### Text passage
The test code above tries to use @@procID for the purpose, but -as documented here- @@procid does not return an object_id when called from within an in-process CLR routine. It does return some value but it is the same value when called for either table, and it is not a value that is to be found in sys.objects.
Does anyone have more suggestions for a way to determine what table the trigger fired for?
October 19, 2012 at 4:21 pm
Gosh... I don't know how your code will eventually turn out but I just got done replacing all of the generic CLR Audit Triggers in my system with hard-coded T-SQL that was created by a stored proc because the CLR triggers where so bloody slow. If your triggers are going to save to an "EAV" style audit table where only the columns that changed are saved, then your trigger will have to load both the INSERTED and DELETED table into memory arrays (whether one row at a time or all the rows) and that just takes too long. Then you also have to write back to the Audit table.
On my system, such a generic CLR trigger took 4 minutes to log the updates on just 5 out of 137 columns (yeah, I know... I didn't design these tables) for 10,000 rows.
The new automatically generated hard-coded triggers are almost instantaneous.
--Jeff Moden
Change is inevitable... Change for the better is not.
October 21, 2012 at 2:20 am
We currently do have generated T-SQL auditing triggers. Each trigger gets generated by a stored procedure. These triggers generate an xml file from the inserted & deleted tables and send this into a service broker service to be processed outside the end-user transaction. The auditing mechanism is used o.a. for logging purposes and at the same time for signaling changes that need to be interfaced to external systems. It's been like this in production for several years on our inhouse oltp system with +1000 users 24/7 and performance and reliability is overall great.
However, the more rows are affected by a single audited statement, the larger the xml documents become. When less than -say- 100 rows are affected, the trigger is fast enough in generating the xml's (<80ms range, but most of the time much faster) . But when we go over 1000 rows (or so, depending on several factors) the auditing triggers will slow down the end user transaction significantly. We've found that this is mostly due to generating the one big xml document: we've seen situations where it took up to 15 minutes to generate one. And even some where we had to cancel the operation and break the end user action into smaller pieces to even get it go through. Generating several small documents with in total the same content and processing those was often done in seconds.

### Work to be completed
List every row count given in the forum thread on CLR audit triggers. The listing after this point has no connection to the forum thread on CLR audit triggers.

### Material
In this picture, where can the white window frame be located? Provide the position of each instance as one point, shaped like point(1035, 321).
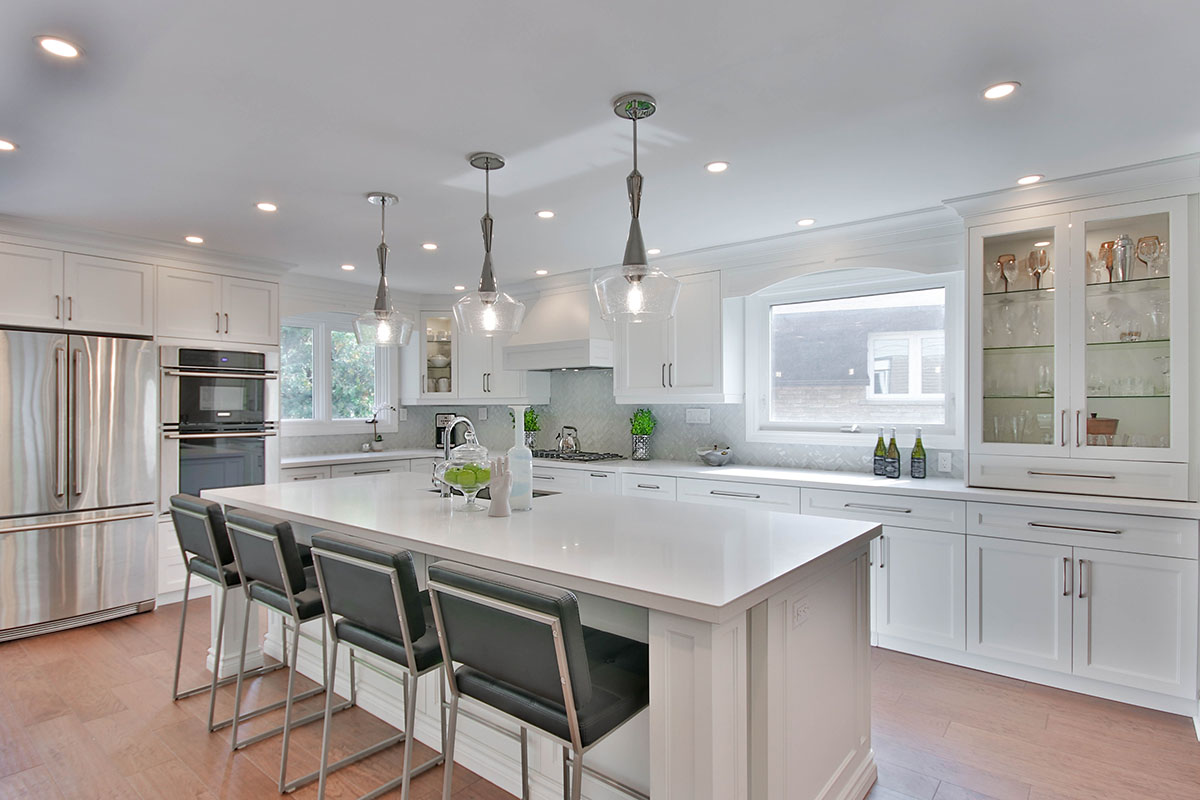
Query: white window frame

### Task answer
10,000 rows; 100 rows; 1000 rows